▶ _Provided text_
==================================================
The Armenian Church (Biserica armeano-catolică Nașterea Maicii Domnului) is an Armenian Catholic church located at 1 Biserica Armeană Street in Gheorgheni, Romania. It is dedicated to the Nativity of Mary and forms part of the Ordinariate for Catholics of Armenian Rite in Romania.

==History==
Armenians first arrived in Gheorgheni, then part of the Principality of Transylvania, during the 17th century: possibly two brothers came in 1654, or a group in 1688. At first, their religious services took place in rented private homes. In 1613, a Roman Catholic parish priest had established a cemetery for foreigners behind the old Gothic chapel that dated to around 1450. In 1698, the bishop's vicar handed over the cemetery to the Armenians, who bought the chapel in 1712 from prelate György Mártonffy for 120 forints. In place of the chapel, they built a larger church for the growing Armenian community, but after this too proved too small, chose a new site for a church in 1729. To the right of the main entrance, there is a plaque with an inscription in Armenian that indicates the Armenians who settled in the town in 1688 built the Baroque-style church in 1733 and that it was blessed in 1772 by Antal Bajtay, Catholic bishop of Transylvania, in honor of the Nativity of Mary. Work was overseen by an Armenian-rite priest and primarily funded through contributions from religious associations. The church is surrounded by a crenellated and fortified wall that now includes the fifteen Stations of the Cross. Land for the imposing parish house was purchased in 1768. A chanter's house was built in the churchyard in 1780 and, near the edge of the land, a house for the bell-ringer. The church owns valuable books and numerous works of art.

The church was entirely renovated in 1889. In the later 19th century, it acquired stained-glass windows and a pneumatic organ, while the cemetery was revamped and the parish house restored. The local Armenians founded a school in 1794 and supported a gymnasium, but a decline in population caused the school to shut down in the early 1880s. Restoration work on the church and affiliated buildings began in 2003; the old books were inventoried and the archive catalogued.

The church is listed as a historic monument by Romania's Ministry of Culture and Religious Affairs, as are the 1650 chapel and the 1748 surrounding wall.
==================================================
▶ _Listed records_
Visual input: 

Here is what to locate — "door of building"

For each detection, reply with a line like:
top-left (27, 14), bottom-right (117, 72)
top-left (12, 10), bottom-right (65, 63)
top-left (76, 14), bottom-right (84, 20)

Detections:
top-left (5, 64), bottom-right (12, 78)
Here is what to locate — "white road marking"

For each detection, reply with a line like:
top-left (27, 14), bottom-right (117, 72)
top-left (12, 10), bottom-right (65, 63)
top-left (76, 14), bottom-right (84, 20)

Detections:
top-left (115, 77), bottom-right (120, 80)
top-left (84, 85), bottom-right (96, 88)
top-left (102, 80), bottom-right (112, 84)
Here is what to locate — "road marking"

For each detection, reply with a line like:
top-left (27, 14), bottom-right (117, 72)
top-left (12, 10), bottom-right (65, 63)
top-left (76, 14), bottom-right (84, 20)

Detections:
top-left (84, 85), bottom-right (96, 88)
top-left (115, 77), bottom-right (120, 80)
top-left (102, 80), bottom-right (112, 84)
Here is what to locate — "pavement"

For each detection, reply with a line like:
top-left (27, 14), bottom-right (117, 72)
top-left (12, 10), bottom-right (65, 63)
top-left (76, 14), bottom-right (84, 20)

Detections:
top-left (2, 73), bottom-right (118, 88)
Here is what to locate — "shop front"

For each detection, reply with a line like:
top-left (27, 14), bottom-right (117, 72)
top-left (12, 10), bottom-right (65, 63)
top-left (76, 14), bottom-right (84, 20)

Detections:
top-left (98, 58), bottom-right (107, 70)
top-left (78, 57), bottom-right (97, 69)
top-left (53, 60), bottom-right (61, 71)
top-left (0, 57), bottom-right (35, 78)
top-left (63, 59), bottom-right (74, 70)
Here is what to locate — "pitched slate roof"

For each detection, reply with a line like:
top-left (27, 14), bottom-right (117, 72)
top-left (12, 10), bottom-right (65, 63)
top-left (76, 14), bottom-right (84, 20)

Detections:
==================================================
From the passage on the Armenian Catholic church in Gheorgheni, extract the portion that begins at the words "The Armenian Church" and stops after the words "Rite in Romania.". Rely solely on the text about the Armenian Catholic church in Gheorgheni.

The Armenian Church (Biserica armeano-catolică Nașterea Maicii Domnului) is an Armenian Catholic church located at 1 Biserica Armeană Street in Gheorgheni, Romania. It is dedicated to the Nativity of Mary and forms part of the Ordinariate for Catholics of Armenian Rite in Romania.